◆ Problem to work on:
In the e-nose abstract below, what classification accuracy does the device reach, and with what model?

Start of Extract provided

A Multimatrix E-Nose With Optimal Multiranged AFE Circuit for Human Volatilome Fingerprinting

• Published in: IEEE sensors journal Vol. 25; no. 5; pp. 7722 - 7732
• Main Authors: Radogna, Antonio Vincenzo, Grassi, Giuseppe, D'Amico, Stefano, Siciliano, Pietro Aleardo, Forleo, Angiola, Capone, Simonetta
• Format: Journal Article
• Language: English
• Published: New York IEEE 01.03.2025; The Institute of Electrical and Electronics Engineers, Inc. (IEEE)
• Subjects: Analog circuits; Analog front-end (AFE); Biological properties; biomedical electronics; Body fluids; Cancer; chemical sensors; Classification; Effectiveness; electronic nose (e-nose); Electronic noses; Fingerprint recognition; Fingerprinting; Fingerprints; Gas detectors; Gas mixtures; Gas sensors; Metal oxides; Optimization; Sensor arrays; Sensor phenomena and characterization; sensor systems and applications; Sensors; VOCs; Volatile organic compounds; Voltage
• ISSN: 1530-437X; 1558-1748
• DOI: 10.1109/JSEN.2023.3343762

Since hundreds of volatile organic compounds (VOCs) produced by cell metabolism and released into the blood are excreted through exhaled breath or body fluids, the volatile composition (volatilome) of human samples reflects a subject's state of health and early signals of any abnormal deviation from healthy to disease. The chemical volatilomic profile of biological matrices can be transduced in a digital fingerprint by low-cost and easy-to-use electronic nose (e-nose) devices based on gas sensor arrays. The e-noses can be used to aid clinical diagnosis supporting conventional diagnostic methods that sometimes require expensive or invasive medical procedures and delays in diagnoses. In this article, an e-nose devoted to human volatilome fingerprinting is presented. The device, code-named SPYROX, adopts an array of 8 metal-oxide (MOX) gas sensors and it can analyze response signals from different matrices (multimatrix samples), dealing with exhaled breath and headspace analysis of human biological samples. While other works in literature neglect the design of the interface circuit, here an optimal multiranged analog front-end (AFE) circuit is proposed. It aims to the optimization of the read-out sensitivity which, ultimately, leads to accurate training datasets and, consequently, to high classification scores. Finally, the efficacy of the device is proved by testing both chemical standards and mixtures. As a result, a classification accuracy of 100% is achieved with a linear discriminant model. The experimental results give proof of the system's efficacy in the fingerprint analysis of complex gas mixtures, which are typical of human volatilome.

End of Extract provided
Start of Source information

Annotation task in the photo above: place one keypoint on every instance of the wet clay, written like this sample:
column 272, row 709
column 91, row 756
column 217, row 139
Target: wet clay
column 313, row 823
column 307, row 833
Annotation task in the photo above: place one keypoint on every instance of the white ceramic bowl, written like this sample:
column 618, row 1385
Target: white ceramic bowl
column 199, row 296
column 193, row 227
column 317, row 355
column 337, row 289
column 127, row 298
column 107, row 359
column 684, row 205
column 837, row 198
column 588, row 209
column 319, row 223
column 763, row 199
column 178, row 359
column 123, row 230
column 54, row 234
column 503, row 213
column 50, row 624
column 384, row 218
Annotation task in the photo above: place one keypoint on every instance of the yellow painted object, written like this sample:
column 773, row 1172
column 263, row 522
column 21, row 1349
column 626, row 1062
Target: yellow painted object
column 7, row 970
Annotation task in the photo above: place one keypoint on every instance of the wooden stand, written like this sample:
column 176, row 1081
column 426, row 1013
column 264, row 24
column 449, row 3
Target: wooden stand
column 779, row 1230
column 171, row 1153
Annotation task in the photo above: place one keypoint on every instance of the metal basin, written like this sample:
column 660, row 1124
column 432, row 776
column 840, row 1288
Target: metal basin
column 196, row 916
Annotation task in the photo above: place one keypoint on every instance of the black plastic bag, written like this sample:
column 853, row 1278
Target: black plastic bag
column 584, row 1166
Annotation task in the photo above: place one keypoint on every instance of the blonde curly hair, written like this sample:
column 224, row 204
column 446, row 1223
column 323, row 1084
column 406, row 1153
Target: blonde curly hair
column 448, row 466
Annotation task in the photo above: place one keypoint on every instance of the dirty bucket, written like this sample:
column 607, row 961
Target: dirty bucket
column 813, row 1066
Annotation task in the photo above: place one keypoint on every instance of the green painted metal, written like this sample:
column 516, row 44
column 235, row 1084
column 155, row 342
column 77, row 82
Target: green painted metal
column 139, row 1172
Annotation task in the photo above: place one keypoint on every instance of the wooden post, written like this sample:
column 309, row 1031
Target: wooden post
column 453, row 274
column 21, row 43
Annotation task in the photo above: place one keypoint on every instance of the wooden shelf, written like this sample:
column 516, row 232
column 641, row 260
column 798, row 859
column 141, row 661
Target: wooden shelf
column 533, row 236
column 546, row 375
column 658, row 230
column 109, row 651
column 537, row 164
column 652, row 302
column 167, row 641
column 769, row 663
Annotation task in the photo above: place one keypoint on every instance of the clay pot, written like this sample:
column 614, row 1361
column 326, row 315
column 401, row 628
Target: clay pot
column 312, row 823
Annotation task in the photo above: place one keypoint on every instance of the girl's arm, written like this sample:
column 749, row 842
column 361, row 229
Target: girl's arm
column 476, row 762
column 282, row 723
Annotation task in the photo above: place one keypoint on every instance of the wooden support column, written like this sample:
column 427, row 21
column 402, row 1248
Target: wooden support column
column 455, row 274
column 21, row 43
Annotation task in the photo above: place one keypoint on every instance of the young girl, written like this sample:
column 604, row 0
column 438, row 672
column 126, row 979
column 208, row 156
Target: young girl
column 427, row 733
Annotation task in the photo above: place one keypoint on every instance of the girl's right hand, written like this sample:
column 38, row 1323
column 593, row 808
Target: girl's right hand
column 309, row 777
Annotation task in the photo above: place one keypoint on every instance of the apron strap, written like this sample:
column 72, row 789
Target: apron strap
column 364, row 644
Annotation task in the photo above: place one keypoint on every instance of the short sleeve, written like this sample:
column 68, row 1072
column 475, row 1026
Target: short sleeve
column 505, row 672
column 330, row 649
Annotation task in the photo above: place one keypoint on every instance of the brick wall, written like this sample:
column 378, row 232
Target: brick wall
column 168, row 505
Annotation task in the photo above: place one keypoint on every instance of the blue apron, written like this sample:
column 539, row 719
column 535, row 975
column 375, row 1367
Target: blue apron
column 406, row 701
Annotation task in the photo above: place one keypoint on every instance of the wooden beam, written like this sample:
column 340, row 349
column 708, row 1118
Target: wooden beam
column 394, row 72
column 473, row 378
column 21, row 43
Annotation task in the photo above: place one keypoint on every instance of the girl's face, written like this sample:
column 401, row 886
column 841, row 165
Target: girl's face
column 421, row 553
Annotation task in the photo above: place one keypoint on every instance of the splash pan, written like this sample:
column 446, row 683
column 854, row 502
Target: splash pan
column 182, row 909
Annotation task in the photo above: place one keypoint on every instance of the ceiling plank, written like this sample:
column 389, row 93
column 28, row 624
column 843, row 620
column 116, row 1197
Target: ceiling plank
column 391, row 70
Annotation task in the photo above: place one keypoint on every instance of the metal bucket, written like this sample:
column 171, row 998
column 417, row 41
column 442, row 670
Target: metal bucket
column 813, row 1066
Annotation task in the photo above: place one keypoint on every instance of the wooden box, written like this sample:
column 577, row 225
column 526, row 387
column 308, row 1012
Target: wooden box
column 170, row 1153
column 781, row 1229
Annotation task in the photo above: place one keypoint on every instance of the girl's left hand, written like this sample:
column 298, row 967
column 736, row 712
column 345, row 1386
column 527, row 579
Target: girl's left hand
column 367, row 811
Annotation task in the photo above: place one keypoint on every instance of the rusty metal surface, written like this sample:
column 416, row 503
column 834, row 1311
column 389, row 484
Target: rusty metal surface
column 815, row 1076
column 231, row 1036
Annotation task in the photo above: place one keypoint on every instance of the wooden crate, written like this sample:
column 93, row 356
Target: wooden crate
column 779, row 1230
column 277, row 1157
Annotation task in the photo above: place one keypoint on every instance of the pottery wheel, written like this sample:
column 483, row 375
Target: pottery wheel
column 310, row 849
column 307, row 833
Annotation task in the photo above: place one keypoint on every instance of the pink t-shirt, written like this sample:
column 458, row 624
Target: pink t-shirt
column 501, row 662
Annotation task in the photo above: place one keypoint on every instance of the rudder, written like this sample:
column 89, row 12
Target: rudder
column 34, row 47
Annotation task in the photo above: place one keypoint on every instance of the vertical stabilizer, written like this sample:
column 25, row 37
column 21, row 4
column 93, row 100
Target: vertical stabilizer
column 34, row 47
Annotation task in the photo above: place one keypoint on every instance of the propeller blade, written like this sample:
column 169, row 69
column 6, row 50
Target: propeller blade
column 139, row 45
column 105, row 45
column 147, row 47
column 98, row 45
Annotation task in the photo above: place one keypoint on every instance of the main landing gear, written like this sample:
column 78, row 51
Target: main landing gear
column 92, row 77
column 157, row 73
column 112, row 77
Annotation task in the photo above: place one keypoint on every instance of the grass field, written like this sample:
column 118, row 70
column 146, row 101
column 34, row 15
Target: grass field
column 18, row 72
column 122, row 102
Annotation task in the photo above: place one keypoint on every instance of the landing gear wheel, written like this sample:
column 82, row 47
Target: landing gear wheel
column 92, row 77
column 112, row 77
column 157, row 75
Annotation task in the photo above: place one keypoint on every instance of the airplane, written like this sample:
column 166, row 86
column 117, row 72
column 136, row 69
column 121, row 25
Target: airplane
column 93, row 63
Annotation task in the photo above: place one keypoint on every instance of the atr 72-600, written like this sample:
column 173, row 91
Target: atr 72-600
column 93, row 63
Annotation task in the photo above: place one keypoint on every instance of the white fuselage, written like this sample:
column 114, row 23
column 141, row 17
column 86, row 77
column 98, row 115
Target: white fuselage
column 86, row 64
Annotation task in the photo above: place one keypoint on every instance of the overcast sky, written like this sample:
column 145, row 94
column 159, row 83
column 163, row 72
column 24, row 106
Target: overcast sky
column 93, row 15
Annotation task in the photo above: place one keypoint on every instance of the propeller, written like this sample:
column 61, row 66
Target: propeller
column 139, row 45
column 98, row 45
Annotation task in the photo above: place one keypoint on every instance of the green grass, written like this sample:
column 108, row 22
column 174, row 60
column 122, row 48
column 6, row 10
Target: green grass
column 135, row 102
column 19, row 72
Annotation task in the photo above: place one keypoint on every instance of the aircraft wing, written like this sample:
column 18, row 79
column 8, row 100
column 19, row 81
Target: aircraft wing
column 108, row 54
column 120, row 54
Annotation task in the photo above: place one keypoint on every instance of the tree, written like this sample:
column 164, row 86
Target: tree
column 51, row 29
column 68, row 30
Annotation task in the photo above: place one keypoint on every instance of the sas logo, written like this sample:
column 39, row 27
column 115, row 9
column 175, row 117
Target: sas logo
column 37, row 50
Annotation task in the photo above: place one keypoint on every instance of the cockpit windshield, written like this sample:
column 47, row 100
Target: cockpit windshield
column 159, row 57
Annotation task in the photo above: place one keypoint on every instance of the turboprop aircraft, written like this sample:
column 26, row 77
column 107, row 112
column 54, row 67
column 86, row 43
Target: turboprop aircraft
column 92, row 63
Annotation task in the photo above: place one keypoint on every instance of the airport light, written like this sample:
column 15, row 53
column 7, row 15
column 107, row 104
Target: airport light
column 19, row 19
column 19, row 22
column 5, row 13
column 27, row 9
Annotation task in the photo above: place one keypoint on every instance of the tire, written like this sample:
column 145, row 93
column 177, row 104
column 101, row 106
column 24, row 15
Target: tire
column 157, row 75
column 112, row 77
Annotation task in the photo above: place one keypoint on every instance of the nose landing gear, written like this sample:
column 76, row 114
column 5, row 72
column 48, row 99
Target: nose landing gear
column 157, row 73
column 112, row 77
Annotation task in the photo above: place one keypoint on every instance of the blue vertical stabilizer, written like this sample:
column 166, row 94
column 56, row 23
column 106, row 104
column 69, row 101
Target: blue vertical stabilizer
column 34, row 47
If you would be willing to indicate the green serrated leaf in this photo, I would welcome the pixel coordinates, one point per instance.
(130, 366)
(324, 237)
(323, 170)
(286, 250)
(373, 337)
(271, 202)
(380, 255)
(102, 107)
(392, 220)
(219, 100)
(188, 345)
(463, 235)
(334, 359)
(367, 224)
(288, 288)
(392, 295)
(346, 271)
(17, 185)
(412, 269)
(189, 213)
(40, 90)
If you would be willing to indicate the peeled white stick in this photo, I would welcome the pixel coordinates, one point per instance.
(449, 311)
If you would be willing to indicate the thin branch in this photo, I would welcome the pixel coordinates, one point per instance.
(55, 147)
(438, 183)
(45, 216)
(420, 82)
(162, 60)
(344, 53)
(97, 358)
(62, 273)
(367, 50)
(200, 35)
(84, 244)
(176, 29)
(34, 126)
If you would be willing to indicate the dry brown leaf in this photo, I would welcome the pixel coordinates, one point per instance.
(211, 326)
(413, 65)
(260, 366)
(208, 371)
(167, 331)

End of Source information

◆ Task result:
100%, with a linear discriminant model.